-- What you will do --
Every line of the records below that holds the word "backdrop" belongs in the answer.
#### Data to examine
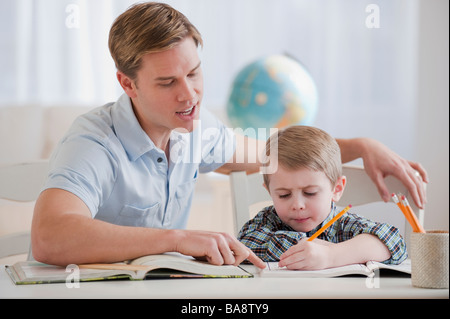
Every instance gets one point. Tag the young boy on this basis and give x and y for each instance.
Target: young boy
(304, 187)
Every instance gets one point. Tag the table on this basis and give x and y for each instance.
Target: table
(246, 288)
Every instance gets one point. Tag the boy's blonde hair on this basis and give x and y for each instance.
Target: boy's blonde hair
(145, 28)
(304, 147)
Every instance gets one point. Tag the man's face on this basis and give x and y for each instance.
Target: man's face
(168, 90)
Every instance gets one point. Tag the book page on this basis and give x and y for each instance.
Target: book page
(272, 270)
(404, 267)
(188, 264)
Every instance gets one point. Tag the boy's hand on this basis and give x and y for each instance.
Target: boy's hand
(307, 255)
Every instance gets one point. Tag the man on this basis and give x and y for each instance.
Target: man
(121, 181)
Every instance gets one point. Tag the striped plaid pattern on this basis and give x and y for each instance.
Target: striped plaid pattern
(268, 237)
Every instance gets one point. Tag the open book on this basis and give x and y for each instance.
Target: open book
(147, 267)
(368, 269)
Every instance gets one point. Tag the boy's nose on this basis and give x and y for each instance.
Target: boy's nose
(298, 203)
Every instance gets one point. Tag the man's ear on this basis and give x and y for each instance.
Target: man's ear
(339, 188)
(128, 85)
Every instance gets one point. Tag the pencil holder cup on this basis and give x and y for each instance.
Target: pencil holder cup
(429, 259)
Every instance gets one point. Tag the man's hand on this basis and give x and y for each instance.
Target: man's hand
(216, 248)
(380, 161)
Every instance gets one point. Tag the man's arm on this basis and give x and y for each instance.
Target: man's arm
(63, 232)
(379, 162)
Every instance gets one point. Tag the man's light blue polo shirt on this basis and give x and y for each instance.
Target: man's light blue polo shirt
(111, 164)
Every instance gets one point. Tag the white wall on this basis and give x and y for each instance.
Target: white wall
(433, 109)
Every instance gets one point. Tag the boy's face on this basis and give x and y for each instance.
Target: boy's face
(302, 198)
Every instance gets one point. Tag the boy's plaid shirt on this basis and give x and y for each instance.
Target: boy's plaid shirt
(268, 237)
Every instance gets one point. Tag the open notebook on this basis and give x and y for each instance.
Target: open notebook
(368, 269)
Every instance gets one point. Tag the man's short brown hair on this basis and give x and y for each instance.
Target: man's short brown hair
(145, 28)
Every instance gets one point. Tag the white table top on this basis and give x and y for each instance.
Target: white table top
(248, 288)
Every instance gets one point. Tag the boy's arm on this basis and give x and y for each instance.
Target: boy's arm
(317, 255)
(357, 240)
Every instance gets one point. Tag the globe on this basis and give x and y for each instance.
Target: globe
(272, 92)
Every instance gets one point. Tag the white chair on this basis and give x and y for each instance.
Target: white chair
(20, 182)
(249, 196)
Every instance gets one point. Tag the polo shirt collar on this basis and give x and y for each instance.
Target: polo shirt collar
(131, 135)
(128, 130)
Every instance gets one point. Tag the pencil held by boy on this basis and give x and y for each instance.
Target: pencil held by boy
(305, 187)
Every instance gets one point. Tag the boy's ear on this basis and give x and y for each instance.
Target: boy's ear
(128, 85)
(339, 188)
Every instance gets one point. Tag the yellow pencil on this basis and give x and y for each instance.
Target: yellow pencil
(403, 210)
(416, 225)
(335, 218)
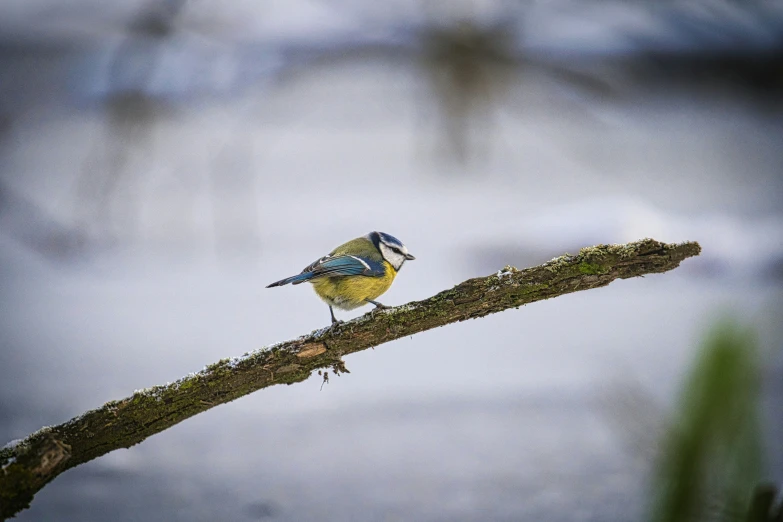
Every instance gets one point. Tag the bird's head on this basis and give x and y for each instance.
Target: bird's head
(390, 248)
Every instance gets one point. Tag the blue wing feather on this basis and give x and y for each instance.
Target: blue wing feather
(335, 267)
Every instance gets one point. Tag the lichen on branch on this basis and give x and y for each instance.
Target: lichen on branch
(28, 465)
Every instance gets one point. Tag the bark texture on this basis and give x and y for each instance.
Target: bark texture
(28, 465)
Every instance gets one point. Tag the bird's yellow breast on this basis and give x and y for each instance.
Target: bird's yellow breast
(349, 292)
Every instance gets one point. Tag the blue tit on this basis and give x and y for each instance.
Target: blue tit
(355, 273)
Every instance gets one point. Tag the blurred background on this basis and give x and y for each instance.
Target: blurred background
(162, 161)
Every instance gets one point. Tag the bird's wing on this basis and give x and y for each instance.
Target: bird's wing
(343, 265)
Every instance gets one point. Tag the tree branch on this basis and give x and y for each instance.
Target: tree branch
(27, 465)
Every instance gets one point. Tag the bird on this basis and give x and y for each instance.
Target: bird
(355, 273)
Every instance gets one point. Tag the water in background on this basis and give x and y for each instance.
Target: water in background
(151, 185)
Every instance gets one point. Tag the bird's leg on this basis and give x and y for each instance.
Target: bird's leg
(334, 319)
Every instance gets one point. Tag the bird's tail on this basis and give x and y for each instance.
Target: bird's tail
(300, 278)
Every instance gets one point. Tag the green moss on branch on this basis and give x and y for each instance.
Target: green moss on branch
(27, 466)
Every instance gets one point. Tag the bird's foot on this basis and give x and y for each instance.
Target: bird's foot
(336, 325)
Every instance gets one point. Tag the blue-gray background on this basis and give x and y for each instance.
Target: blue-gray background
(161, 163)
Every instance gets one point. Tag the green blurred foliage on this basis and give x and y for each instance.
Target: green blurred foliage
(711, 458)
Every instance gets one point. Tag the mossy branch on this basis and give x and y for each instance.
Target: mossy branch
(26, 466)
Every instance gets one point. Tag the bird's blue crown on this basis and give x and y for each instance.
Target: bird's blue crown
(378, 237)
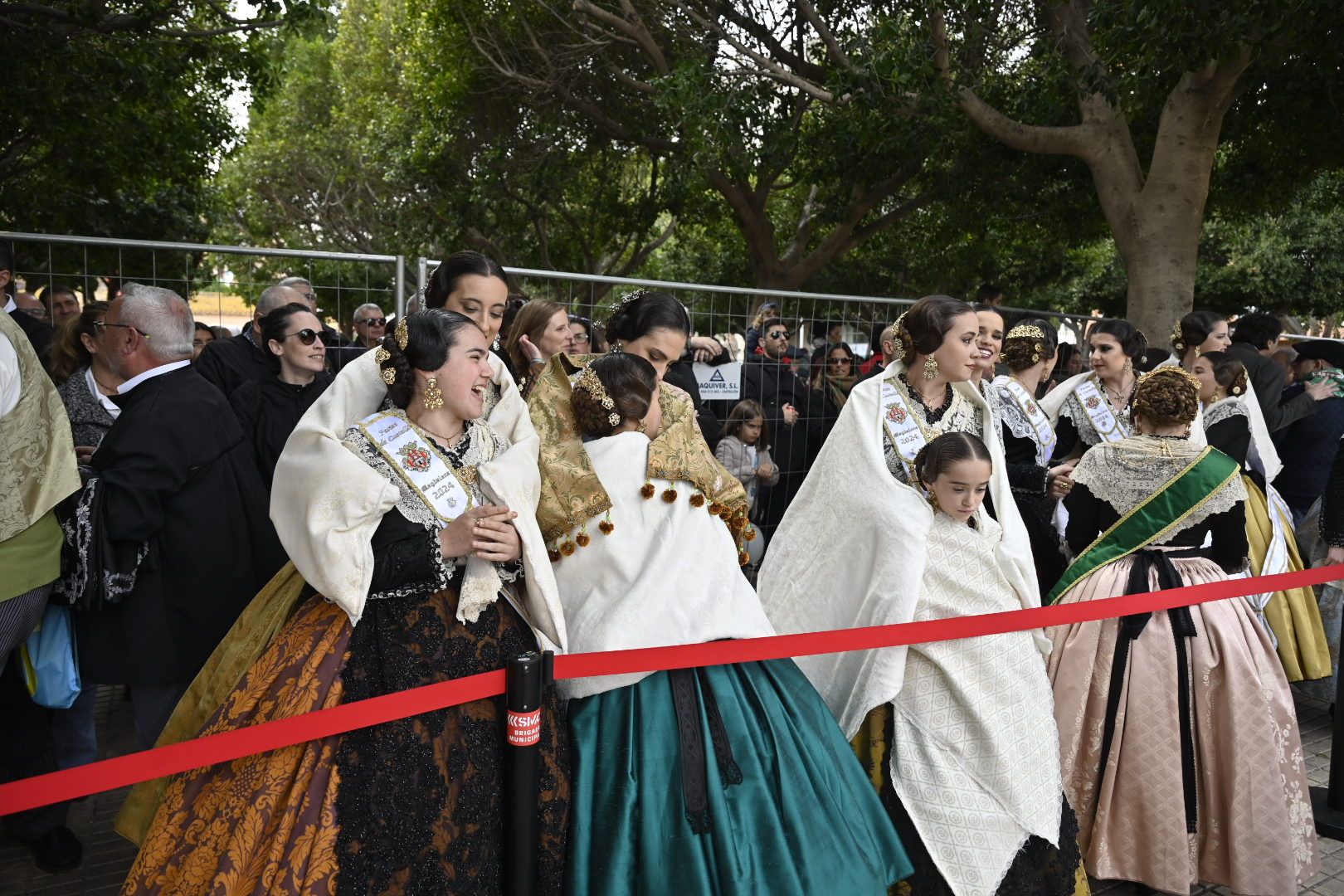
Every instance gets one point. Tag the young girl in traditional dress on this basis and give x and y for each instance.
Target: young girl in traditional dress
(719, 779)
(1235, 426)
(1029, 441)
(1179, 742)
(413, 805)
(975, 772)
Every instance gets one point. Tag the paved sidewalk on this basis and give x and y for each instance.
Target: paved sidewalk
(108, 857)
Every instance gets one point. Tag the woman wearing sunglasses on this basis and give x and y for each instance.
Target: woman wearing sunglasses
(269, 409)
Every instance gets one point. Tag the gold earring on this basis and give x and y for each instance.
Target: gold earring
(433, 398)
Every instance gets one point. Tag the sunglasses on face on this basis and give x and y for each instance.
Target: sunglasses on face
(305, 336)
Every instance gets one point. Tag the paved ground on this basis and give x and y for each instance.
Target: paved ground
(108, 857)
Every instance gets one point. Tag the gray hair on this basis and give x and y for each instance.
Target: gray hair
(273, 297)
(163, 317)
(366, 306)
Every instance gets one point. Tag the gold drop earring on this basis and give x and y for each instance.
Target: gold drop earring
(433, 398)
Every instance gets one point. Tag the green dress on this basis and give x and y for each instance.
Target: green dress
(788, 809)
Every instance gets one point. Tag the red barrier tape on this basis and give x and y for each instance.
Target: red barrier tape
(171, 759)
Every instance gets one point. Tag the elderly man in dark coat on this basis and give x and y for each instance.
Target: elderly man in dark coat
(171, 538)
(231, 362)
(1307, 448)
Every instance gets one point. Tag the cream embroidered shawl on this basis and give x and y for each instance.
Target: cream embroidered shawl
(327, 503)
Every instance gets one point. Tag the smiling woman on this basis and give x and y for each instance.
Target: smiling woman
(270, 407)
########
#### Data to examine
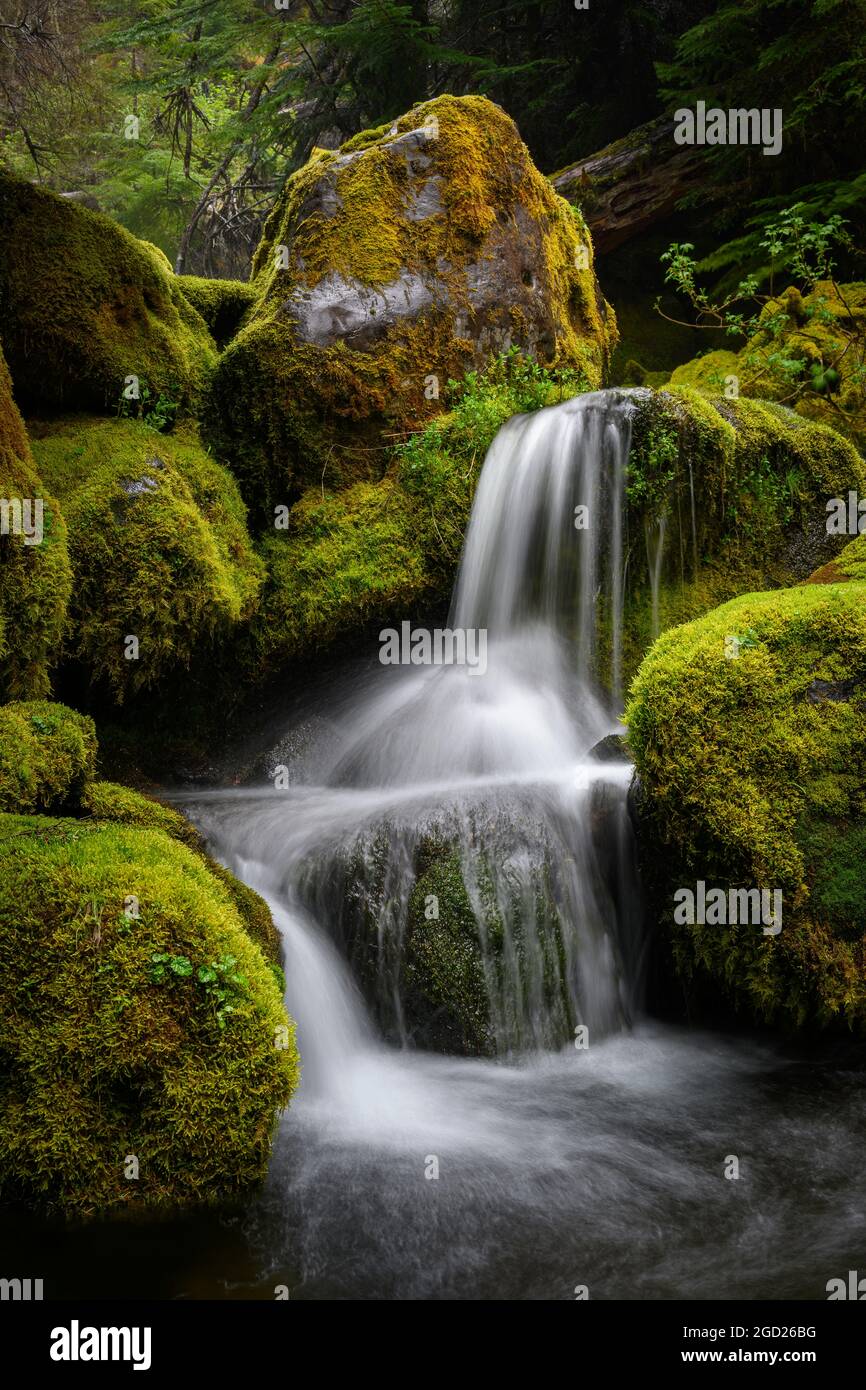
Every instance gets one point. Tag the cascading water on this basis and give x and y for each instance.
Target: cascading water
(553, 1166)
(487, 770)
########
#### Data to examine
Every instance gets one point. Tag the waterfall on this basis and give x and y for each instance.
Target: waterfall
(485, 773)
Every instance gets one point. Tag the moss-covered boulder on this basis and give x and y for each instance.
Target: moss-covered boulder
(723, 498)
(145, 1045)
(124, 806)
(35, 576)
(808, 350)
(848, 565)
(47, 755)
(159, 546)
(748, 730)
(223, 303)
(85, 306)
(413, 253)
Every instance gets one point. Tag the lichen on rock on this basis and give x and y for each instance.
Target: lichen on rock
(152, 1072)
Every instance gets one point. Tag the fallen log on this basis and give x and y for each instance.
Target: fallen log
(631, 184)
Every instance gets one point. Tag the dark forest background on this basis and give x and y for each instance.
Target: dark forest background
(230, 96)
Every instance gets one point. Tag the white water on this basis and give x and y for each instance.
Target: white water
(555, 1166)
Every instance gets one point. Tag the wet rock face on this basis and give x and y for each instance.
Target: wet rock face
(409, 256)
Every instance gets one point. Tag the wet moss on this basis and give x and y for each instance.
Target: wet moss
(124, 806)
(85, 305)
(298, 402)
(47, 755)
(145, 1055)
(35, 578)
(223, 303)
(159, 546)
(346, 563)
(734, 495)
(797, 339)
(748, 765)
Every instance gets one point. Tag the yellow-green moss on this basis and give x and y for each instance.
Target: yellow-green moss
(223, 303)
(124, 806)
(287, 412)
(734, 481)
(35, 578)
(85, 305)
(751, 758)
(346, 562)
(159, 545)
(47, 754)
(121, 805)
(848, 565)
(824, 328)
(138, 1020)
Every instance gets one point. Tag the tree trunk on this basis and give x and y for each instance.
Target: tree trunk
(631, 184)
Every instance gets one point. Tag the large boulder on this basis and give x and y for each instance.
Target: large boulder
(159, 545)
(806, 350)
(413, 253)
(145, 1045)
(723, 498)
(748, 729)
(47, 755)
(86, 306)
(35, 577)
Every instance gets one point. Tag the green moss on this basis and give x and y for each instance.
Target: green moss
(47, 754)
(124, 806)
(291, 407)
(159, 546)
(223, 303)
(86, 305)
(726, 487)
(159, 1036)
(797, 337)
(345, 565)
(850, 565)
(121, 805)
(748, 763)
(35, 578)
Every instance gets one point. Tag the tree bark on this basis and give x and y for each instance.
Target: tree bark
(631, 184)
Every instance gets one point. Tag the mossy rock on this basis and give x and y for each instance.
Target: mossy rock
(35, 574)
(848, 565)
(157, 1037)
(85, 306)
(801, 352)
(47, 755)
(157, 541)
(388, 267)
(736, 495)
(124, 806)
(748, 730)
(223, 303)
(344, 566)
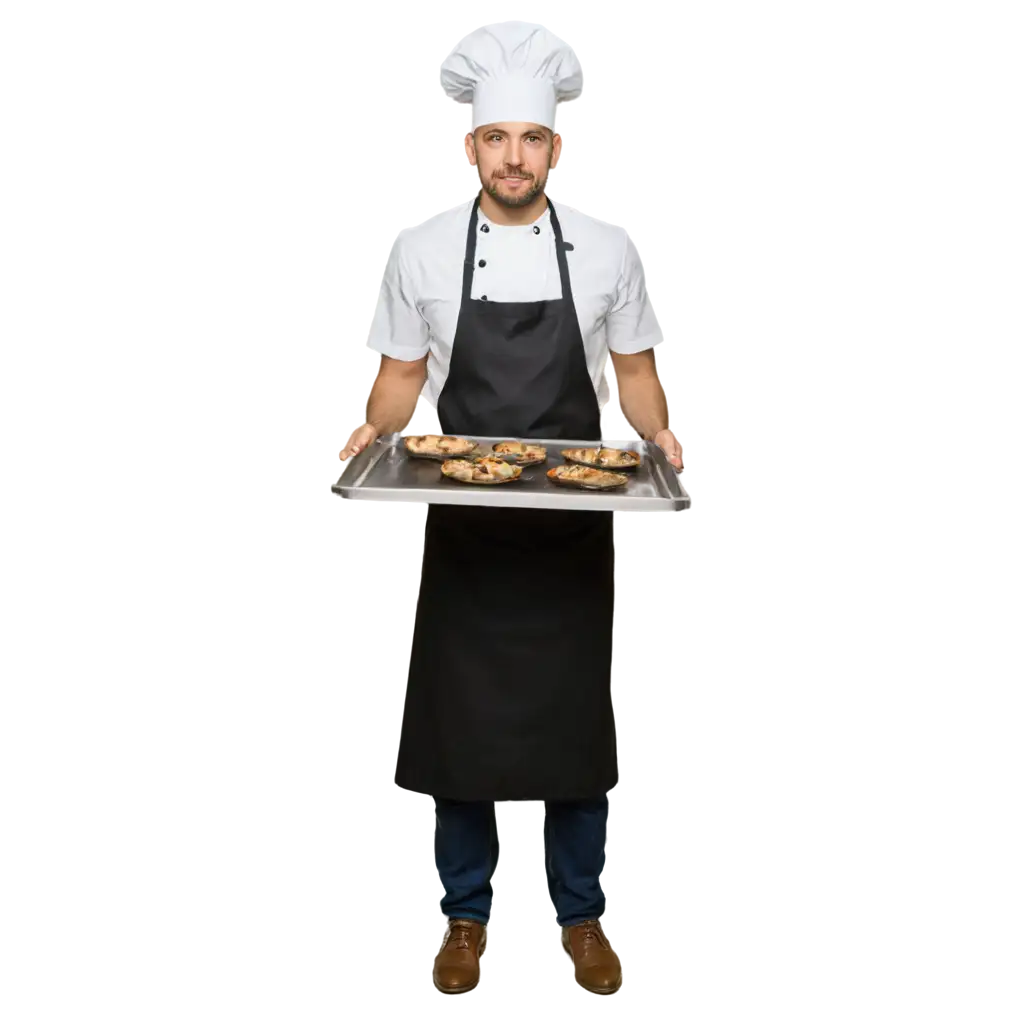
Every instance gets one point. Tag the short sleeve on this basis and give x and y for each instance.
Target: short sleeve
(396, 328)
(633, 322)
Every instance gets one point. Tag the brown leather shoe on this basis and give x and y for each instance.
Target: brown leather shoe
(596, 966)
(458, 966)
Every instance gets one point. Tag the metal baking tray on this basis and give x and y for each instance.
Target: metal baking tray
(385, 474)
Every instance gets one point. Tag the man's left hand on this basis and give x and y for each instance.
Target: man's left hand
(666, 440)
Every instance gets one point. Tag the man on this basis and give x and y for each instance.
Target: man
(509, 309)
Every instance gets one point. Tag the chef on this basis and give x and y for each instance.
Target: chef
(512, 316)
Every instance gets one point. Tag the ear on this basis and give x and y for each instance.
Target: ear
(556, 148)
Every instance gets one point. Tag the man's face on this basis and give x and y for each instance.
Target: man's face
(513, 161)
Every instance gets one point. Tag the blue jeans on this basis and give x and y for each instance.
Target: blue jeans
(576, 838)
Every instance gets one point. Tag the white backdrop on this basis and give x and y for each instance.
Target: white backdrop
########
-- Finished exercise --
Every instance gets one point. Tag the white backdrop on this basis and give x and y for each instance.
Target: white backdrop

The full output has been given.